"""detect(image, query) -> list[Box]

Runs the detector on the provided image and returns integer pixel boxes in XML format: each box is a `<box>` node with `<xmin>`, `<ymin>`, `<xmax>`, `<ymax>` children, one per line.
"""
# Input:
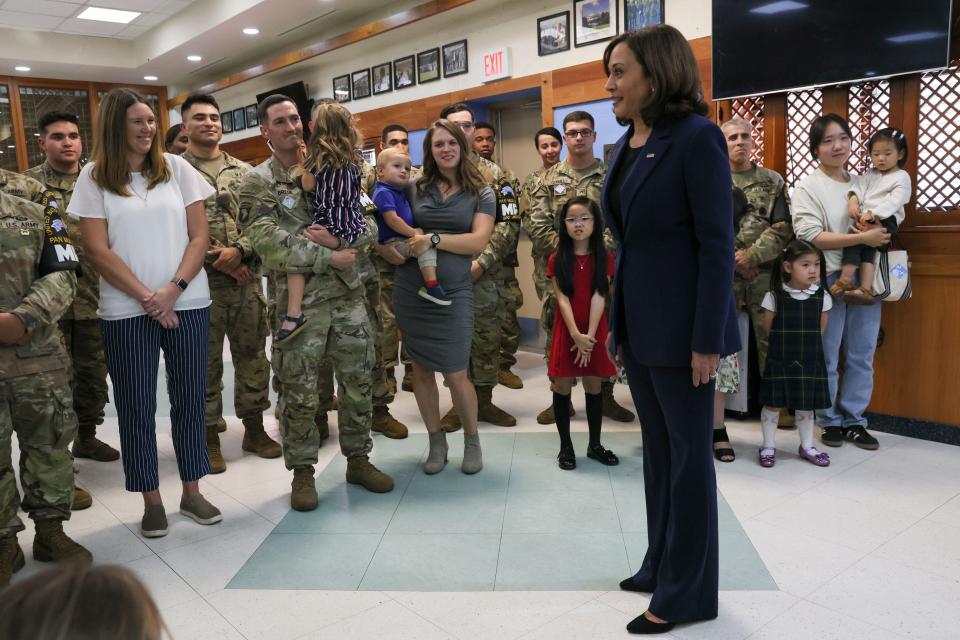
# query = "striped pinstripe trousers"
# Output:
<box><xmin>100</xmin><ymin>308</ymin><xmax>211</xmax><ymax>492</ymax></box>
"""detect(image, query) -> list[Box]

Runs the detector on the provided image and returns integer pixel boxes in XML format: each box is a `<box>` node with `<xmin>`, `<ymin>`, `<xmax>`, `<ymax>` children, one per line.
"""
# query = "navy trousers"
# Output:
<box><xmin>101</xmin><ymin>308</ymin><xmax>211</xmax><ymax>492</ymax></box>
<box><xmin>621</xmin><ymin>345</ymin><xmax>719</xmax><ymax>623</ymax></box>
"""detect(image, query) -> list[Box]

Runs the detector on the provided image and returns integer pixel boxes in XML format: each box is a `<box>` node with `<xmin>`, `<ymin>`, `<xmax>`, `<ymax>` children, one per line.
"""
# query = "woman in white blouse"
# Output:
<box><xmin>791</xmin><ymin>114</ymin><xmax>891</xmax><ymax>452</ymax></box>
<box><xmin>70</xmin><ymin>88</ymin><xmax>220</xmax><ymax>539</ymax></box>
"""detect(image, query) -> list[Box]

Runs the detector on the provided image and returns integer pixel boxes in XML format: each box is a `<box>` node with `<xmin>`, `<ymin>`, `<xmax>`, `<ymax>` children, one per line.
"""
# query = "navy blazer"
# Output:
<box><xmin>602</xmin><ymin>113</ymin><xmax>740</xmax><ymax>367</ymax></box>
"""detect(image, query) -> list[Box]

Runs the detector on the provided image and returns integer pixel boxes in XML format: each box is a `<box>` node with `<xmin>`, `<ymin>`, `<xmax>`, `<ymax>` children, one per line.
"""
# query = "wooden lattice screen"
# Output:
<box><xmin>730</xmin><ymin>96</ymin><xmax>765</xmax><ymax>166</ymax></box>
<box><xmin>916</xmin><ymin>60</ymin><xmax>960</xmax><ymax>213</ymax></box>
<box><xmin>785</xmin><ymin>89</ymin><xmax>823</xmax><ymax>188</ymax></box>
<box><xmin>848</xmin><ymin>81</ymin><xmax>891</xmax><ymax>175</ymax></box>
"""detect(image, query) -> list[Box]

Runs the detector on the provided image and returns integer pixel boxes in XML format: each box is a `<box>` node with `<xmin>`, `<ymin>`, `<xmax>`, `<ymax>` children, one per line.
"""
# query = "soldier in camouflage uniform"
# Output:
<box><xmin>473</xmin><ymin>121</ymin><xmax>525</xmax><ymax>390</ymax></box>
<box><xmin>237</xmin><ymin>95</ymin><xmax>393</xmax><ymax>512</ymax></box>
<box><xmin>26</xmin><ymin>112</ymin><xmax>117</xmax><ymax>468</ymax></box>
<box><xmin>179</xmin><ymin>94</ymin><xmax>279</xmax><ymax>473</ymax></box>
<box><xmin>438</xmin><ymin>105</ymin><xmax>519</xmax><ymax>431</ymax></box>
<box><xmin>4</xmin><ymin>165</ymin><xmax>94</xmax><ymax>511</ymax></box>
<box><xmin>525</xmin><ymin>111</ymin><xmax>634</xmax><ymax>425</ymax></box>
<box><xmin>1</xmin><ymin>189</ymin><xmax>93</xmax><ymax>587</ymax></box>
<box><xmin>374</xmin><ymin>125</ymin><xmax>420</xmax><ymax>395</ymax></box>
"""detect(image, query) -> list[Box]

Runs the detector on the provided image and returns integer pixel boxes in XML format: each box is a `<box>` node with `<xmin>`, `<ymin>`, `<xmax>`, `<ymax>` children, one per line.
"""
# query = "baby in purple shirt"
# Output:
<box><xmin>373</xmin><ymin>148</ymin><xmax>450</xmax><ymax>305</ymax></box>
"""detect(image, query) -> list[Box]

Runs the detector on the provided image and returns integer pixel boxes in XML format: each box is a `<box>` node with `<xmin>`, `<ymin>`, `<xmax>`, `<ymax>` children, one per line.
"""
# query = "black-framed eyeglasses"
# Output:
<box><xmin>564</xmin><ymin>128</ymin><xmax>594</xmax><ymax>139</ymax></box>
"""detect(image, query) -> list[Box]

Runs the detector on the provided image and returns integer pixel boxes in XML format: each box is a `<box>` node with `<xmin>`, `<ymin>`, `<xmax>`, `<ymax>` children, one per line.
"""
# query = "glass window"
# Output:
<box><xmin>18</xmin><ymin>86</ymin><xmax>93</xmax><ymax>169</ymax></box>
<box><xmin>0</xmin><ymin>85</ymin><xmax>18</xmax><ymax>172</ymax></box>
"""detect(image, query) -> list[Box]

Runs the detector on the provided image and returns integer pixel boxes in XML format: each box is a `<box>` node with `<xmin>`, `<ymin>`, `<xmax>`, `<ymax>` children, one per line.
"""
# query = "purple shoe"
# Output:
<box><xmin>798</xmin><ymin>445</ymin><xmax>830</xmax><ymax>467</ymax></box>
<box><xmin>758</xmin><ymin>448</ymin><xmax>776</xmax><ymax>468</ymax></box>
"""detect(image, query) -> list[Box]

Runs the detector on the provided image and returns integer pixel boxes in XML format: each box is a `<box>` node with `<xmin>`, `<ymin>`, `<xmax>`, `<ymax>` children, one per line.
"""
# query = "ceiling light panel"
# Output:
<box><xmin>77</xmin><ymin>7</ymin><xmax>141</xmax><ymax>24</ymax></box>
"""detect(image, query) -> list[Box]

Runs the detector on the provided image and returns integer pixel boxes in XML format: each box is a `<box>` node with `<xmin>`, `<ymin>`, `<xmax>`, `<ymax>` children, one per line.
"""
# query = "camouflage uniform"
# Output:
<box><xmin>24</xmin><ymin>162</ymin><xmax>110</xmax><ymax>447</ymax></box>
<box><xmin>1</xmin><ymin>190</ymin><xmax>78</xmax><ymax>538</ymax></box>
<box><xmin>731</xmin><ymin>164</ymin><xmax>793</xmax><ymax>372</ymax></box>
<box><xmin>497</xmin><ymin>166</ymin><xmax>523</xmax><ymax>368</ymax></box>
<box><xmin>181</xmin><ymin>151</ymin><xmax>271</xmax><ymax>431</ymax></box>
<box><xmin>238</xmin><ymin>156</ymin><xmax>375</xmax><ymax>469</ymax></box>
<box><xmin>470</xmin><ymin>153</ymin><xmax>519</xmax><ymax>389</ymax></box>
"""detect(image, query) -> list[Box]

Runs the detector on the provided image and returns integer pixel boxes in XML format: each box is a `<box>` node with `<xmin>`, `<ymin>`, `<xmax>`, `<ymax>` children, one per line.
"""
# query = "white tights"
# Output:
<box><xmin>761</xmin><ymin>408</ymin><xmax>817</xmax><ymax>451</ymax></box>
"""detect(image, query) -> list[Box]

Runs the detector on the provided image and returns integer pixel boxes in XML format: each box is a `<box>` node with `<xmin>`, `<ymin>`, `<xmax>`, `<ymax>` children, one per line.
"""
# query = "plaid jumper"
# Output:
<box><xmin>759</xmin><ymin>288</ymin><xmax>831</xmax><ymax>410</ymax></box>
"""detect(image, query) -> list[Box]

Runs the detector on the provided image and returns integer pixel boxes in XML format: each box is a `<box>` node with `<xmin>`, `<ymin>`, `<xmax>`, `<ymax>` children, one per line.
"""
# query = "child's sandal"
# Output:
<box><xmin>843</xmin><ymin>286</ymin><xmax>876</xmax><ymax>306</ymax></box>
<box><xmin>275</xmin><ymin>314</ymin><xmax>307</xmax><ymax>343</ymax></box>
<box><xmin>829</xmin><ymin>280</ymin><xmax>853</xmax><ymax>298</ymax></box>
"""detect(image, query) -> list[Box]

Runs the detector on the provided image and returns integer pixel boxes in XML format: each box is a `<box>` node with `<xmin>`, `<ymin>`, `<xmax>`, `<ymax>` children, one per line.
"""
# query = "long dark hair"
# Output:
<box><xmin>417</xmin><ymin>119</ymin><xmax>484</xmax><ymax>198</ymax></box>
<box><xmin>769</xmin><ymin>239</ymin><xmax>830</xmax><ymax>311</ymax></box>
<box><xmin>554</xmin><ymin>196</ymin><xmax>609</xmax><ymax>299</ymax></box>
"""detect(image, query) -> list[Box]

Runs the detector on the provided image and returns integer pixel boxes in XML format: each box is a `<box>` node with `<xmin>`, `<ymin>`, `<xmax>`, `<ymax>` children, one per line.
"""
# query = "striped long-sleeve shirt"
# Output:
<box><xmin>311</xmin><ymin>163</ymin><xmax>368</xmax><ymax>244</ymax></box>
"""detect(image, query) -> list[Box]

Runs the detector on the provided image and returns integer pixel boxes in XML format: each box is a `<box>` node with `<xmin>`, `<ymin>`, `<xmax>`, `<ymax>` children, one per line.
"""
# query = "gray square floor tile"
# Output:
<box><xmin>503</xmin><ymin>489</ymin><xmax>621</xmax><ymax>534</ymax></box>
<box><xmin>360</xmin><ymin>533</ymin><xmax>500</xmax><ymax>591</ymax></box>
<box><xmin>387</xmin><ymin>490</ymin><xmax>506</xmax><ymax>534</ymax></box>
<box><xmin>496</xmin><ymin>532</ymin><xmax>630</xmax><ymax>591</ymax></box>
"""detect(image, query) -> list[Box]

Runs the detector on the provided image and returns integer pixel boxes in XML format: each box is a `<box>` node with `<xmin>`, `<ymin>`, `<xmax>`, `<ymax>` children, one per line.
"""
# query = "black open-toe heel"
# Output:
<box><xmin>275</xmin><ymin>314</ymin><xmax>307</xmax><ymax>343</ymax></box>
<box><xmin>713</xmin><ymin>426</ymin><xmax>735</xmax><ymax>462</ymax></box>
<box><xmin>586</xmin><ymin>443</ymin><xmax>619</xmax><ymax>466</ymax></box>
<box><xmin>557</xmin><ymin>445</ymin><xmax>576</xmax><ymax>470</ymax></box>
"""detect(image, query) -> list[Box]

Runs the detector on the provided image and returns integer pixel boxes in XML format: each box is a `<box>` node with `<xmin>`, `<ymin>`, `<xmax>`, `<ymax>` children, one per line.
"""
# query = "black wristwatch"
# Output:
<box><xmin>231</xmin><ymin>242</ymin><xmax>246</xmax><ymax>259</ymax></box>
<box><xmin>171</xmin><ymin>277</ymin><xmax>189</xmax><ymax>292</ymax></box>
<box><xmin>430</xmin><ymin>232</ymin><xmax>441</xmax><ymax>247</ymax></box>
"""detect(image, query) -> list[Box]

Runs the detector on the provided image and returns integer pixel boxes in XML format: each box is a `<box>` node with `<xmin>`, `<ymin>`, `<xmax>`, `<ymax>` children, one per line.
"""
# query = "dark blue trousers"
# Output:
<box><xmin>621</xmin><ymin>346</ymin><xmax>719</xmax><ymax>623</ymax></box>
<box><xmin>101</xmin><ymin>308</ymin><xmax>211</xmax><ymax>492</ymax></box>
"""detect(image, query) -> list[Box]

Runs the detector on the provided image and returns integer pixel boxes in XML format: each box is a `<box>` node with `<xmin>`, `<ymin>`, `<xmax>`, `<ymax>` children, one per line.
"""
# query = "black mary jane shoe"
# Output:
<box><xmin>275</xmin><ymin>314</ymin><xmax>307</xmax><ymax>343</ymax></box>
<box><xmin>557</xmin><ymin>446</ymin><xmax>576</xmax><ymax>471</ymax></box>
<box><xmin>586</xmin><ymin>443</ymin><xmax>619</xmax><ymax>466</ymax></box>
<box><xmin>626</xmin><ymin>613</ymin><xmax>675</xmax><ymax>635</ymax></box>
<box><xmin>713</xmin><ymin>426</ymin><xmax>736</xmax><ymax>462</ymax></box>
<box><xmin>619</xmin><ymin>576</ymin><xmax>654</xmax><ymax>593</ymax></box>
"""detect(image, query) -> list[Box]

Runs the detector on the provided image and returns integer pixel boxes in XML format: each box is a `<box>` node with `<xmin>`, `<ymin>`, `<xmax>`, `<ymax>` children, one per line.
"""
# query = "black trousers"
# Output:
<box><xmin>841</xmin><ymin>216</ymin><xmax>898</xmax><ymax>267</ymax></box>
<box><xmin>621</xmin><ymin>342</ymin><xmax>719</xmax><ymax>623</ymax></box>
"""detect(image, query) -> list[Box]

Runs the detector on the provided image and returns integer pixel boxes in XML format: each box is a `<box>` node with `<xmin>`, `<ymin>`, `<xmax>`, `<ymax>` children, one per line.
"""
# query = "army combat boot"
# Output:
<box><xmin>602</xmin><ymin>381</ymin><xmax>635</xmax><ymax>422</ymax></box>
<box><xmin>216</xmin><ymin>417</ymin><xmax>228</xmax><ymax>433</ymax></box>
<box><xmin>33</xmin><ymin>520</ymin><xmax>92</xmax><ymax>564</ymax></box>
<box><xmin>316</xmin><ymin>411</ymin><xmax>330</xmax><ymax>443</ymax></box>
<box><xmin>385</xmin><ymin>367</ymin><xmax>397</xmax><ymax>396</ymax></box>
<box><xmin>439</xmin><ymin>407</ymin><xmax>462</xmax><ymax>433</ymax></box>
<box><xmin>72</xmin><ymin>486</ymin><xmax>92</xmax><ymax>510</ymax></box>
<box><xmin>537</xmin><ymin>398</ymin><xmax>576</xmax><ymax>425</ymax></box>
<box><xmin>291</xmin><ymin>466</ymin><xmax>318</xmax><ymax>511</ymax></box>
<box><xmin>241</xmin><ymin>415</ymin><xmax>282</xmax><ymax>458</ymax></box>
<box><xmin>401</xmin><ymin>367</ymin><xmax>414</xmax><ymax>392</ymax></box>
<box><xmin>372</xmin><ymin>406</ymin><xmax>408</xmax><ymax>439</ymax></box>
<box><xmin>477</xmin><ymin>386</ymin><xmax>516</xmax><ymax>427</ymax></box>
<box><xmin>72</xmin><ymin>424</ymin><xmax>120</xmax><ymax>462</ymax></box>
<box><xmin>206</xmin><ymin>423</ymin><xmax>226</xmax><ymax>474</ymax></box>
<box><xmin>0</xmin><ymin>535</ymin><xmax>25</xmax><ymax>588</ymax></box>
<box><xmin>497</xmin><ymin>364</ymin><xmax>524</xmax><ymax>389</ymax></box>
<box><xmin>346</xmin><ymin>456</ymin><xmax>394</xmax><ymax>493</ymax></box>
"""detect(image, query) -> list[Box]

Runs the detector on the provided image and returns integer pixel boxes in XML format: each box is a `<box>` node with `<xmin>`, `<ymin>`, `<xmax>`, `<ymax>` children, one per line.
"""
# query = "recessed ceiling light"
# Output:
<box><xmin>14</xmin><ymin>66</ymin><xmax>30</xmax><ymax>72</ymax></box>
<box><xmin>77</xmin><ymin>6</ymin><xmax>141</xmax><ymax>24</ymax></box>
<box><xmin>187</xmin><ymin>55</ymin><xmax>202</xmax><ymax>62</ymax></box>
<box><xmin>143</xmin><ymin>75</ymin><xmax>158</xmax><ymax>81</ymax></box>
<box><xmin>242</xmin><ymin>27</ymin><xmax>259</xmax><ymax>35</ymax></box>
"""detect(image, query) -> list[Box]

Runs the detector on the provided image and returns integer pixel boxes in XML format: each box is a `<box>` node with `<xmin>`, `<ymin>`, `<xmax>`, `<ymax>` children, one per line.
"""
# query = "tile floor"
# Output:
<box><xmin>8</xmin><ymin>349</ymin><xmax>960</xmax><ymax>639</ymax></box>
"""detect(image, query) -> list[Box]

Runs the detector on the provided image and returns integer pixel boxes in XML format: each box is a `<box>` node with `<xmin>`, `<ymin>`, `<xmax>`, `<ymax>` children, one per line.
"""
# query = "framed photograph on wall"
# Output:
<box><xmin>352</xmin><ymin>69</ymin><xmax>371</xmax><ymax>100</ymax></box>
<box><xmin>573</xmin><ymin>0</ymin><xmax>618</xmax><ymax>47</ymax></box>
<box><xmin>232</xmin><ymin>107</ymin><xmax>245</xmax><ymax>130</ymax></box>
<box><xmin>538</xmin><ymin>11</ymin><xmax>570</xmax><ymax>56</ymax></box>
<box><xmin>373</xmin><ymin>62</ymin><xmax>392</xmax><ymax>94</ymax></box>
<box><xmin>245</xmin><ymin>104</ymin><xmax>258</xmax><ymax>128</ymax></box>
<box><xmin>624</xmin><ymin>0</ymin><xmax>664</xmax><ymax>31</ymax></box>
<box><xmin>442</xmin><ymin>39</ymin><xmax>468</xmax><ymax>77</ymax></box>
<box><xmin>221</xmin><ymin>110</ymin><xmax>233</xmax><ymax>134</ymax></box>
<box><xmin>333</xmin><ymin>74</ymin><xmax>351</xmax><ymax>102</ymax></box>
<box><xmin>417</xmin><ymin>48</ymin><xmax>440</xmax><ymax>84</ymax></box>
<box><xmin>393</xmin><ymin>55</ymin><xmax>416</xmax><ymax>89</ymax></box>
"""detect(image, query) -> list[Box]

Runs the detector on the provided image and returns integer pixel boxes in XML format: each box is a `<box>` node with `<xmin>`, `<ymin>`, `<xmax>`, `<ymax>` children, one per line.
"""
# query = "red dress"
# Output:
<box><xmin>547</xmin><ymin>252</ymin><xmax>617</xmax><ymax>378</ymax></box>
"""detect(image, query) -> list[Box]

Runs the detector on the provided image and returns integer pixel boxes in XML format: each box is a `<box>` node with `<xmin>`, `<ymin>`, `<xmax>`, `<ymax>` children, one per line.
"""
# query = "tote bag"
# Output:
<box><xmin>872</xmin><ymin>248</ymin><xmax>911</xmax><ymax>302</ymax></box>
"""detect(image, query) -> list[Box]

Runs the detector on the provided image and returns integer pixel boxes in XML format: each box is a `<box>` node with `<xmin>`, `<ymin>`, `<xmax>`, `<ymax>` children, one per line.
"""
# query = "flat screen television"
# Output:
<box><xmin>712</xmin><ymin>0</ymin><xmax>953</xmax><ymax>100</ymax></box>
<box><xmin>255</xmin><ymin>81</ymin><xmax>311</xmax><ymax>126</ymax></box>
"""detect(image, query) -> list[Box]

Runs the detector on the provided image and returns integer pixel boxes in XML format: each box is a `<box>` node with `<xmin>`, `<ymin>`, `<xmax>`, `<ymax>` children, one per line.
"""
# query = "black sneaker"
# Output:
<box><xmin>821</xmin><ymin>427</ymin><xmax>844</xmax><ymax>447</ymax></box>
<box><xmin>844</xmin><ymin>426</ymin><xmax>879</xmax><ymax>450</ymax></box>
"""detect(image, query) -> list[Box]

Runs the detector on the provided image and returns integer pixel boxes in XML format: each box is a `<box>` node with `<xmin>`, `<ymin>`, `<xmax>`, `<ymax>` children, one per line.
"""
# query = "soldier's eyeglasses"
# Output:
<box><xmin>564</xmin><ymin>129</ymin><xmax>594</xmax><ymax>139</ymax></box>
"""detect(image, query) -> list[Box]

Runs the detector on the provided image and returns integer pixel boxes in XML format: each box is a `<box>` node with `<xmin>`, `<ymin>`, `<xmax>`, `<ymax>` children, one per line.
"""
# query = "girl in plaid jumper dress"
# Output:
<box><xmin>758</xmin><ymin>240</ymin><xmax>833</xmax><ymax>468</ymax></box>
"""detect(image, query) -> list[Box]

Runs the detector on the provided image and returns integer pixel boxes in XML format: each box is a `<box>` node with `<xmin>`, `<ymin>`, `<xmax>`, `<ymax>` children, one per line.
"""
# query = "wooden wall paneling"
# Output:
<box><xmin>763</xmin><ymin>93</ymin><xmax>787</xmax><ymax>178</ymax></box>
<box><xmin>821</xmin><ymin>85</ymin><xmax>847</xmax><ymax>118</ymax></box>
<box><xmin>220</xmin><ymin>134</ymin><xmax>271</xmax><ymax>165</ymax></box>
<box><xmin>540</xmin><ymin>71</ymin><xmax>555</xmax><ymax>128</ymax></box>
<box><xmin>7</xmin><ymin>80</ymin><xmax>29</xmax><ymax>171</ymax></box>
<box><xmin>551</xmin><ymin>61</ymin><xmax>608</xmax><ymax>107</ymax></box>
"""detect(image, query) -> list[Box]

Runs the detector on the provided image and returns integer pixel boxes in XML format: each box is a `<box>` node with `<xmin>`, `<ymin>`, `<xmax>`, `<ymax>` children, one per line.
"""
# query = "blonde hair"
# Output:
<box><xmin>91</xmin><ymin>88</ymin><xmax>170</xmax><ymax>196</ymax></box>
<box><xmin>303</xmin><ymin>101</ymin><xmax>362</xmax><ymax>172</ymax></box>
<box><xmin>0</xmin><ymin>563</ymin><xmax>168</xmax><ymax>640</ymax></box>
<box><xmin>377</xmin><ymin>146</ymin><xmax>411</xmax><ymax>169</ymax></box>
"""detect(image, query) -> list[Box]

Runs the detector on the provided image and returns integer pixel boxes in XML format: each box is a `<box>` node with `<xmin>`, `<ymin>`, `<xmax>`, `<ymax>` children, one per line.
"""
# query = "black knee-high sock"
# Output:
<box><xmin>553</xmin><ymin>392</ymin><xmax>572</xmax><ymax>449</ymax></box>
<box><xmin>585</xmin><ymin>392</ymin><xmax>603</xmax><ymax>447</ymax></box>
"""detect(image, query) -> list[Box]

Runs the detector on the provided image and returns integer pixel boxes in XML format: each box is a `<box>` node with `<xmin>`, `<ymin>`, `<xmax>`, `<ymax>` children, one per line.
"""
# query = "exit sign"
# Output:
<box><xmin>482</xmin><ymin>47</ymin><xmax>511</xmax><ymax>83</ymax></box>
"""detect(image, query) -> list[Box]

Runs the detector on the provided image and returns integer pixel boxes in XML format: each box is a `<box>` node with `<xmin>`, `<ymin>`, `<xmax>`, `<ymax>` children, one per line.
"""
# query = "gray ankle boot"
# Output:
<box><xmin>462</xmin><ymin>433</ymin><xmax>483</xmax><ymax>474</ymax></box>
<box><xmin>424</xmin><ymin>431</ymin><xmax>448</xmax><ymax>474</ymax></box>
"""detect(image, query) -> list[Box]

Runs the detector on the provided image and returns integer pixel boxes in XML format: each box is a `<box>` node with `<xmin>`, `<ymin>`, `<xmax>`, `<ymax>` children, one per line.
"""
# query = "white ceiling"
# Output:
<box><xmin>0</xmin><ymin>0</ymin><xmax>420</xmax><ymax>88</ymax></box>
<box><xmin>0</xmin><ymin>0</ymin><xmax>197</xmax><ymax>39</ymax></box>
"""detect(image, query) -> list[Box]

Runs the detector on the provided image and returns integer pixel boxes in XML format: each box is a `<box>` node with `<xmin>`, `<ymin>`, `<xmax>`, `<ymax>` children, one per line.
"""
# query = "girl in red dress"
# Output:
<box><xmin>547</xmin><ymin>196</ymin><xmax>619</xmax><ymax>470</ymax></box>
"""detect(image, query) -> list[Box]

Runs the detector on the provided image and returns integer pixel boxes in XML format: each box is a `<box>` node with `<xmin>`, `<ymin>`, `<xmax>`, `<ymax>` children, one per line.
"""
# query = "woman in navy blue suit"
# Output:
<box><xmin>601</xmin><ymin>26</ymin><xmax>740</xmax><ymax>634</ymax></box>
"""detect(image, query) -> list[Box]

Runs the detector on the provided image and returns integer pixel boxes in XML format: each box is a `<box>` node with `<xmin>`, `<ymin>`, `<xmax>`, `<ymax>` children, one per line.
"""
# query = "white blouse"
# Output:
<box><xmin>761</xmin><ymin>283</ymin><xmax>833</xmax><ymax>314</ymax></box>
<box><xmin>68</xmin><ymin>154</ymin><xmax>215</xmax><ymax>320</ymax></box>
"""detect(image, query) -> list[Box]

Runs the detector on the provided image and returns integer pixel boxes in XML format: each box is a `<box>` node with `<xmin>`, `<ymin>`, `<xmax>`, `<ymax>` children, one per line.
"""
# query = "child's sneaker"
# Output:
<box><xmin>418</xmin><ymin>284</ymin><xmax>452</xmax><ymax>306</ymax></box>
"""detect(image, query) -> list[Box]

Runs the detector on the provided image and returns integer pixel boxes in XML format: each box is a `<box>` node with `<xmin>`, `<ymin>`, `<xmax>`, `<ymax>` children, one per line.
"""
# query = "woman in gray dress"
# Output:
<box><xmin>394</xmin><ymin>119</ymin><xmax>495</xmax><ymax>475</ymax></box>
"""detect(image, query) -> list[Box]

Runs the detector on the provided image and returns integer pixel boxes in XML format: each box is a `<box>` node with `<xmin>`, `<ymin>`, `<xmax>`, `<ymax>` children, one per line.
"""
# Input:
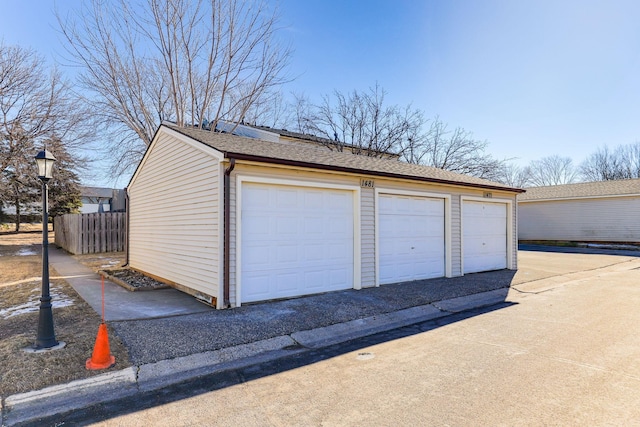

# About this exercise:
Among the lines in the data above, find those containing "eyeglasses" and give only how many there are.

# Response:
2